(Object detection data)

►

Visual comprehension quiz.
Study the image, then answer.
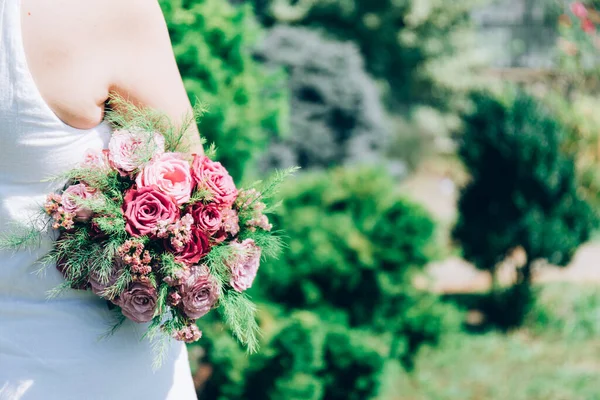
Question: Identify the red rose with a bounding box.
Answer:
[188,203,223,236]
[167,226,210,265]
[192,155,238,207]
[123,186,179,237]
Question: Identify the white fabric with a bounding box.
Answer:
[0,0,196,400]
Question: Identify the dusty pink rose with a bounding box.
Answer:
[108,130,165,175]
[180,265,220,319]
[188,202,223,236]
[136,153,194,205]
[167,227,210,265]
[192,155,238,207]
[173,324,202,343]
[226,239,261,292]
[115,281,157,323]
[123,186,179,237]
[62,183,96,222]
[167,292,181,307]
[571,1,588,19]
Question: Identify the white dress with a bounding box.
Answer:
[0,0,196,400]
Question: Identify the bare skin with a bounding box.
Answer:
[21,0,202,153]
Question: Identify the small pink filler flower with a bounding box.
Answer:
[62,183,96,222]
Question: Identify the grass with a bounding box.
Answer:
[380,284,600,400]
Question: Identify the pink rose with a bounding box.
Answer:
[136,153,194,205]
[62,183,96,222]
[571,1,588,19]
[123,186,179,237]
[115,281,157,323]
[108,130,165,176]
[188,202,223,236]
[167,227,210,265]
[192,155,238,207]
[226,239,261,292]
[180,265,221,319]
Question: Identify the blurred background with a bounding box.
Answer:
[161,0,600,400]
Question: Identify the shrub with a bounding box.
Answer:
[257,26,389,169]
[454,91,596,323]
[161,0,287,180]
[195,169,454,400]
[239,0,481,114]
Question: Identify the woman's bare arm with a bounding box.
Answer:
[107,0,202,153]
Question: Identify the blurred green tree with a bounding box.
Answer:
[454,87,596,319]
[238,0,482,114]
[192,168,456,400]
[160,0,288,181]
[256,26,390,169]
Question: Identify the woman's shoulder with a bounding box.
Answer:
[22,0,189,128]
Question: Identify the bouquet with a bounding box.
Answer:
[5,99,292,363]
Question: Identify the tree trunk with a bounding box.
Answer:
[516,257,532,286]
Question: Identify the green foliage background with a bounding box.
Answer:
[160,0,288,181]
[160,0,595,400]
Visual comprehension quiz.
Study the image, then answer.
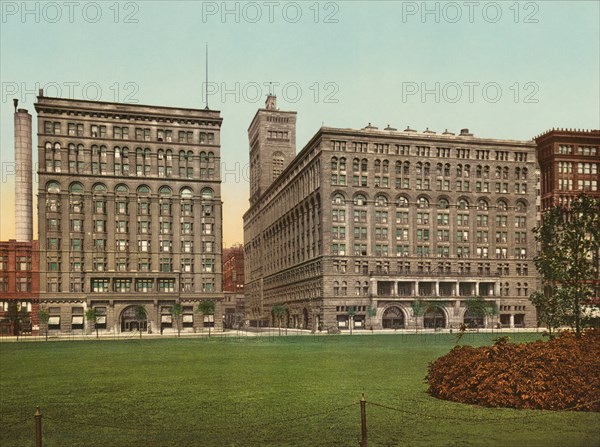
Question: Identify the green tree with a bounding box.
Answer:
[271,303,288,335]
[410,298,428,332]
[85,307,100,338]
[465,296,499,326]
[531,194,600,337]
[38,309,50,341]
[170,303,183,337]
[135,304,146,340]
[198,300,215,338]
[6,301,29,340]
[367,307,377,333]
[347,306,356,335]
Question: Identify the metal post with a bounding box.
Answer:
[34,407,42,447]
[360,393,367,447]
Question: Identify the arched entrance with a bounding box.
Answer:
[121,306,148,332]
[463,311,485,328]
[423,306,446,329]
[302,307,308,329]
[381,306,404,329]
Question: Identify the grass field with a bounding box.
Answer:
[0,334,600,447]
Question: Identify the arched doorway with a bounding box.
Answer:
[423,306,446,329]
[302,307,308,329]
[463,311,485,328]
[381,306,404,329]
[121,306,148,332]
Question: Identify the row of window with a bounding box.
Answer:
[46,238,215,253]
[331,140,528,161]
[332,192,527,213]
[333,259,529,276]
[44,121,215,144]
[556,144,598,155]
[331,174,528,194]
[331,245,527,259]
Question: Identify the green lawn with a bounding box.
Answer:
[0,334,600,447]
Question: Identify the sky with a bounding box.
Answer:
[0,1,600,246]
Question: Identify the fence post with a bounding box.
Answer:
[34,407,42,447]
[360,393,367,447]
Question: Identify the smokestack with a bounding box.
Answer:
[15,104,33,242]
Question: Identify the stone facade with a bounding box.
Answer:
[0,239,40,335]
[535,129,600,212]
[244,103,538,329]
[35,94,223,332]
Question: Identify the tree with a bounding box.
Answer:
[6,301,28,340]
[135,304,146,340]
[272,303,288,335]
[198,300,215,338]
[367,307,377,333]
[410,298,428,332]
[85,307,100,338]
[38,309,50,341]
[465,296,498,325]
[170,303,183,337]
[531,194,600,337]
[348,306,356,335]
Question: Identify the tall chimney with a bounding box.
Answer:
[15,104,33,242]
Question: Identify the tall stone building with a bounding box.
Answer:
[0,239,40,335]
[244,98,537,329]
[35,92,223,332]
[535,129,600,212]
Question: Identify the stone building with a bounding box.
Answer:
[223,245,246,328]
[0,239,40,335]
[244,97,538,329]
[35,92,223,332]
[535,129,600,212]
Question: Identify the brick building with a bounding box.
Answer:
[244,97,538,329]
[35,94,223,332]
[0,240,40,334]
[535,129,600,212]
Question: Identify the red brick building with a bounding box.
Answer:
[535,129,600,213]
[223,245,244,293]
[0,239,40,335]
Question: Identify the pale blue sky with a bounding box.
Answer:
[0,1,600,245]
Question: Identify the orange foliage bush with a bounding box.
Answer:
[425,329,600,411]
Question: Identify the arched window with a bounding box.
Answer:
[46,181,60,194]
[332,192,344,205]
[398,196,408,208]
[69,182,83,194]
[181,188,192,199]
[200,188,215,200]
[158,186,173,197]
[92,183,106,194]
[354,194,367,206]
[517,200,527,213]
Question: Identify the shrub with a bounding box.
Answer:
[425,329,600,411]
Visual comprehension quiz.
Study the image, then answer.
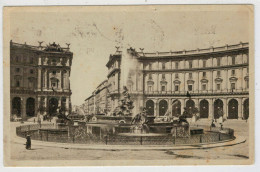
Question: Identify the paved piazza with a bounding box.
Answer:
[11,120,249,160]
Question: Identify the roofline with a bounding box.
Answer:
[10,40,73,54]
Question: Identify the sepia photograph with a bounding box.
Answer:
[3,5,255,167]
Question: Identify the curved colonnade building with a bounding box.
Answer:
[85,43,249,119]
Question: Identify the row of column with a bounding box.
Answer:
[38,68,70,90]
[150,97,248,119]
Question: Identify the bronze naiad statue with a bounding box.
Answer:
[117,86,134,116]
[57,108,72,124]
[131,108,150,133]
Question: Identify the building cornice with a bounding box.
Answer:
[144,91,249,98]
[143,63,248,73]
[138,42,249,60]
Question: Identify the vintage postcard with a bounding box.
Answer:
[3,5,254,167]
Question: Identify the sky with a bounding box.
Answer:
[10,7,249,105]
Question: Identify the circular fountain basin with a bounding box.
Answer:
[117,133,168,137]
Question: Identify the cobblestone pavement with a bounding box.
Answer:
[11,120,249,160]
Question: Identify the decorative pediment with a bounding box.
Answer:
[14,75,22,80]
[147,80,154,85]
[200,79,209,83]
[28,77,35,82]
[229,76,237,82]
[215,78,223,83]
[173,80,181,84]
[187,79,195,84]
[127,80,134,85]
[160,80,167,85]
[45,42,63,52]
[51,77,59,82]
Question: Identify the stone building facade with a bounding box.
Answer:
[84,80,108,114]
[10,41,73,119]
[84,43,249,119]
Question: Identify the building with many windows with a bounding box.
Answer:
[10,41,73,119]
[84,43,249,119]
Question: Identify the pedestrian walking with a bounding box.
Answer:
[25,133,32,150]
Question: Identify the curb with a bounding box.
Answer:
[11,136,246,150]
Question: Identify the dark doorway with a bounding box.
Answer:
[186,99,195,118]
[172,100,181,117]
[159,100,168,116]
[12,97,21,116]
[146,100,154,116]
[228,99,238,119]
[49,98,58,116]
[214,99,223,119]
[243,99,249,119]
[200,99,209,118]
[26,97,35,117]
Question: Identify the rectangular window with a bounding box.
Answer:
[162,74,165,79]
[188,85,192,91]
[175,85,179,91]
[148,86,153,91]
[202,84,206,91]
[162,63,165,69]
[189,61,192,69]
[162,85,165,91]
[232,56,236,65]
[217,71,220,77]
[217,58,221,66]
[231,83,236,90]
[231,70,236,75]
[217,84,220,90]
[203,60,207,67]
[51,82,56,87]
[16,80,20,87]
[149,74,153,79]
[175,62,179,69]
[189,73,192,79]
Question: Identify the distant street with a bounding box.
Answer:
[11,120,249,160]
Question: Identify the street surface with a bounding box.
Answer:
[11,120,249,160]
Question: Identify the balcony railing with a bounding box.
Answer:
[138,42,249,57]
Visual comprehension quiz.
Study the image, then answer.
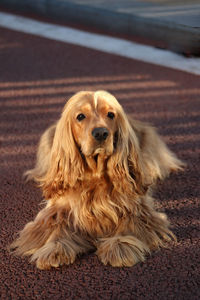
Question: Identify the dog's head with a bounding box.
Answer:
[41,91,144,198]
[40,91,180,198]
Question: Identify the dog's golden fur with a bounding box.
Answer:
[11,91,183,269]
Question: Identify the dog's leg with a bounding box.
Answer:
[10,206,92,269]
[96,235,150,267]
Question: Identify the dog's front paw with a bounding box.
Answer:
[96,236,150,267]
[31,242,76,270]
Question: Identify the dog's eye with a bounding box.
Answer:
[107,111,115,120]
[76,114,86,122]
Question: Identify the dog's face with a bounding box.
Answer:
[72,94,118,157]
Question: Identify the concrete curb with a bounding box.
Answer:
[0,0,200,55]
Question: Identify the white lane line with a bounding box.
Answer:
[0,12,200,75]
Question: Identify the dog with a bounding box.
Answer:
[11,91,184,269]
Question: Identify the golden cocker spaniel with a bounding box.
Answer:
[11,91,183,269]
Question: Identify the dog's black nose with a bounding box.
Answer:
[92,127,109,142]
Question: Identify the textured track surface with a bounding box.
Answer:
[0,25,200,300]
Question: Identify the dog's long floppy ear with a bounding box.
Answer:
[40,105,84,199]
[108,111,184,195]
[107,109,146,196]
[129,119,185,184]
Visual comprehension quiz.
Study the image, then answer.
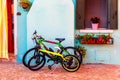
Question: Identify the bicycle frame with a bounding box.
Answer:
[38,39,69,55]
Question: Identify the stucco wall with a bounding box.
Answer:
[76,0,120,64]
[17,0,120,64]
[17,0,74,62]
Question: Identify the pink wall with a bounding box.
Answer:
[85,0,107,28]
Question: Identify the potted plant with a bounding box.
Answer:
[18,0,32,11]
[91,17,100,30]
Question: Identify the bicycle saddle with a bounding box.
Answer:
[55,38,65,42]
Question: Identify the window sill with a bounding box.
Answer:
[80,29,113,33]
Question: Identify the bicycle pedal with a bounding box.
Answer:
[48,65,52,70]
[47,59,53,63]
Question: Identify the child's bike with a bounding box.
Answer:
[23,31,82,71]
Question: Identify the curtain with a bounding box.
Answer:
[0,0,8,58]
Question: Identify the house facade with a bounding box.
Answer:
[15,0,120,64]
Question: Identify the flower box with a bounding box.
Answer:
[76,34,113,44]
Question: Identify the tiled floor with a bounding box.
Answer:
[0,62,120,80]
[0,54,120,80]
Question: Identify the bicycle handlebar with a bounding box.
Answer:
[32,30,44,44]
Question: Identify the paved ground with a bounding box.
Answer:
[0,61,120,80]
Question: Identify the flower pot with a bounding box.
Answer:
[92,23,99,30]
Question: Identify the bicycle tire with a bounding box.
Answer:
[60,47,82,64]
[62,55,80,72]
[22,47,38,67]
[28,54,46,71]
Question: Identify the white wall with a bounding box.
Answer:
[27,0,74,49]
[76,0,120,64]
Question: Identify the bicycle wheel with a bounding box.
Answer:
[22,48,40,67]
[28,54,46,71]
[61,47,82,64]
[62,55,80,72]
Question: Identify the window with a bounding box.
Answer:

◄

**What you need to do**
Can you output the rows from the line with "Question: Identify the bronze" to the line with "[138,42,249,60]", reproducing each line character for character?

**Expected output**
Question: Identify the bronze naiad statue with a bounding box.
Answer:
[117,86,134,116]
[57,108,72,124]
[131,108,150,133]
Question: Identify the building cornice with a bounding box.
Answer:
[144,91,249,98]
[143,63,248,73]
[138,42,249,60]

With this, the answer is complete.